- [REQUIRED TASK]
Restate every line of the material, word for word.
┄┄┄┄┄┄┄┄┄┄┄┄┄┄┄┄┄┄┄┄
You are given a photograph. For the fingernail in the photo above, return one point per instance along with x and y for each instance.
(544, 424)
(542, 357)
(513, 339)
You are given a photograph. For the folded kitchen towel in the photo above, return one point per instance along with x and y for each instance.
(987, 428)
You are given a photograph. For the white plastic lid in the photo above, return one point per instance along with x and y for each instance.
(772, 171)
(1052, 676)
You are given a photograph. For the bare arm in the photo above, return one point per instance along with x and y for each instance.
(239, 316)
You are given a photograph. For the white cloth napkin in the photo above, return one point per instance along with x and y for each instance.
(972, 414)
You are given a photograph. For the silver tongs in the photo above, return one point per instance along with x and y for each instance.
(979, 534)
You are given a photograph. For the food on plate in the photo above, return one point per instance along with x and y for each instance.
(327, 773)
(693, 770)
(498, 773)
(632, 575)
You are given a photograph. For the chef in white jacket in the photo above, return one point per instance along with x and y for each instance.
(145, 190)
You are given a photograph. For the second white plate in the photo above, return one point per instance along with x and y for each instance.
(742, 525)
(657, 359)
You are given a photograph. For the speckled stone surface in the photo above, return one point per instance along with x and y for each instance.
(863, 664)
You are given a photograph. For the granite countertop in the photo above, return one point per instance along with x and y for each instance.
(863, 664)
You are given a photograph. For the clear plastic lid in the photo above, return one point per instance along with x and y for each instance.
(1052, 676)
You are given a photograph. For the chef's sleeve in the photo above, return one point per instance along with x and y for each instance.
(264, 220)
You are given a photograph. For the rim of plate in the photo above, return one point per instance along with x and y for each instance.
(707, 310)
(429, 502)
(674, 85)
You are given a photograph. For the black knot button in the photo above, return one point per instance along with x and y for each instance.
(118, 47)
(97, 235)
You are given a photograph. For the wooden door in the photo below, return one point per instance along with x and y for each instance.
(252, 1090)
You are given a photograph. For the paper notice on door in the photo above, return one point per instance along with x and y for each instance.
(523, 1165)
┄┄┄┄┄┄┄┄┄┄┄┄┄┄┄┄┄┄┄┄
- [FULL ANSWER]
You are given a photograph. For the fingernail in the photo above, return one point per instance along with x and y for each instance.
(544, 424)
(542, 357)
(513, 339)
You are given a photograph. For the folded kitchen towel in the photo above, return one point per instance along with x and y for each instance.
(987, 428)
You are given a photograph. For the white plastic lid in the photo above, return one point per instance along with x and y for each instance.
(772, 171)
(1052, 676)
You are given a photograph. For the bare arm in the photo above, return one point per instance along with x and y for each instance.
(239, 316)
You are given a photograph. For the white cloth napkin in the photo above, return one point per instance along with x and y for each instance.
(972, 414)
You are given a photograph. For the silver tongs in the photo above, return one point per instance along with x and y for each instance.
(979, 534)
You are given a photograph. For the food on plate in the photo above, return one point per instance along with x and y for each instance.
(327, 773)
(693, 770)
(498, 773)
(632, 575)
You are given a photograph. For the chef in white jacket in the photo above, return one point per instance along with x and y for each instance.
(145, 190)
You are given a photograph. For the second white plate in the photo above, return one point per instance along with x and y for each instance.
(742, 525)
(657, 359)
You are given a photograph. For the speckled stone surface in the photo above, return one point per instance along with x and y for each instance.
(863, 664)
You are given a photograph. For the granite countertop in the photo above, return one point per instance along with x and y for each instance.
(863, 664)
You are given a photograph. For the clear plastic lid in the photo above, return one point per instance along with x and y for each instance.
(1052, 676)
You are given a photograph. For the chef's sleeve in the photo above, return one point per instance along with x and y for each instance.
(264, 220)
You are given a photograph. For the rim of plate in the photo above, return one point per instance along with x and y for each instance.
(707, 310)
(429, 502)
(674, 85)
You are given a photograph. For the black knot button in the photo above, return one point per instance along with x and y for each instance.
(118, 47)
(97, 235)
You are given a photograph. For the wooden door in the photo below, return one point per instance along with x and y for each instance.
(252, 1090)
You are given a photograph. For the paper notice on door in the photo above, return one point per instance along with x and y for each instance.
(523, 1165)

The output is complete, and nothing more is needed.